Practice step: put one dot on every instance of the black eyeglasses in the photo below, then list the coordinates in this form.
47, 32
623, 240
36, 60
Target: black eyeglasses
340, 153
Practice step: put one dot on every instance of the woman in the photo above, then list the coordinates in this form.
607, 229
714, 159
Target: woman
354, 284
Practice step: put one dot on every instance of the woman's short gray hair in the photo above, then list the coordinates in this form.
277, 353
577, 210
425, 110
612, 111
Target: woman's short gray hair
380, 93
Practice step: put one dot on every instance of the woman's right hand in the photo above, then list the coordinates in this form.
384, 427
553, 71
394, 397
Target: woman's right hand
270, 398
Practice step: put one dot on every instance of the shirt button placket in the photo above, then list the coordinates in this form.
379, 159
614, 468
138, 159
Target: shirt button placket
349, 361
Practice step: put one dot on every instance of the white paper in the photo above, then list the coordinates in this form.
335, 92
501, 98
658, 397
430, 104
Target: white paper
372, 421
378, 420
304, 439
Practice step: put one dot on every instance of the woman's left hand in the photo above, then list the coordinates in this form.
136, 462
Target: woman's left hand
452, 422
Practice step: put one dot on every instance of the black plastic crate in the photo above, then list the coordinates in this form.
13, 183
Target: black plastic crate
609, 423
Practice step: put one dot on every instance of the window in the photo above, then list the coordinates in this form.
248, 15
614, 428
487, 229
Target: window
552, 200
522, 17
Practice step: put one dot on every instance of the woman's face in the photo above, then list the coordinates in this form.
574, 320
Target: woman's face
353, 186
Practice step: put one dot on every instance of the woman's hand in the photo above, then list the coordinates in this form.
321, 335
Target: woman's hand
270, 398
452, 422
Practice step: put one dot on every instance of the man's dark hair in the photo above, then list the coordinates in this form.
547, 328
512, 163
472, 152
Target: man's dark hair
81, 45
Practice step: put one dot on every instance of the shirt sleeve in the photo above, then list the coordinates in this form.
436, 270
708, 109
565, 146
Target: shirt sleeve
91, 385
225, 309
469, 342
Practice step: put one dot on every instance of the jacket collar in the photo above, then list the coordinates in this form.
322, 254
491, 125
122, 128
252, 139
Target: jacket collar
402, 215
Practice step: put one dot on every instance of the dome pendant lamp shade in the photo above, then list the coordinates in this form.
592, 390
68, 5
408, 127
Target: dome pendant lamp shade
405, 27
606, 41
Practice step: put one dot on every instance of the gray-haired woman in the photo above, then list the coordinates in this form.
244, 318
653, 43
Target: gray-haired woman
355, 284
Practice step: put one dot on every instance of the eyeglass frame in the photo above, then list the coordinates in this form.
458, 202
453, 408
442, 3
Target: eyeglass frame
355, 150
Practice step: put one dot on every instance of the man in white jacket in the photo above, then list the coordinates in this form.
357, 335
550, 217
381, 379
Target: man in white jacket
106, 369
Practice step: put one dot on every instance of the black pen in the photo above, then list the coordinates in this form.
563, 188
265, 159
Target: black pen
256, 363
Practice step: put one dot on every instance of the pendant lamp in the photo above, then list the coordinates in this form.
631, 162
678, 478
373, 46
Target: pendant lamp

━━━━━━

STATED PROBLEM ▸
Copy the items above word for word, from the line that contains "the woman's hand" through the final line of the items, with both of those lines included.

CORRECT RESPONSE ▸
Practice step: put one dot on every instance of the woman's hand in the photo above, then list the coordinates in this form.
321, 335
Target: woman's hand
270, 398
452, 422
Practice step: put one dot on every instance of the man's dark hair in the photo above, then list the coordinates in this form.
547, 328
512, 163
472, 152
Target: man's dark hair
81, 45
Practice step: put one dot on every instance of the shirt sleeve in the photo above, then list the coordinates in this form.
436, 270
708, 109
565, 146
Target: shirt sleeve
91, 385
225, 309
469, 342
Practice step: put one dot on every instance of the jacket collar in the photo above, then list the coordinates in this form.
322, 254
491, 125
122, 128
252, 139
Target: jacket collar
402, 215
Practice step: put one dot on every instance of the dome pendant lamp shade in the photo above, then list the coordinates in this form.
592, 390
68, 5
408, 127
Target: dome pendant lamp shade
405, 27
606, 41
Practice step: put one dot on every instance of the gray-haired woman in the photo above, then list the coordinates in this form.
244, 318
653, 43
Target: gray-haired woman
355, 284
Practice step: put one dot on every instance of the eyeglass frame in the photo above, then list the coordinates in this form.
458, 202
453, 408
442, 3
Target: eyeglass frame
355, 150
Practice step: put one dot on every instance of the man in white jacket in the photo above, then list the coordinates in this form.
357, 335
550, 217
381, 379
Target: man in white jacket
106, 369
Practice step: put one dot on every instance of the black pen in the photo above, then list the coordinates in this form.
563, 188
265, 159
Target: black pen
256, 363
Practice step: put one dot on every instance of the pendant lamp in the photo above, then list the coordinates in this form.
631, 162
678, 478
373, 46
Target: pendant lamp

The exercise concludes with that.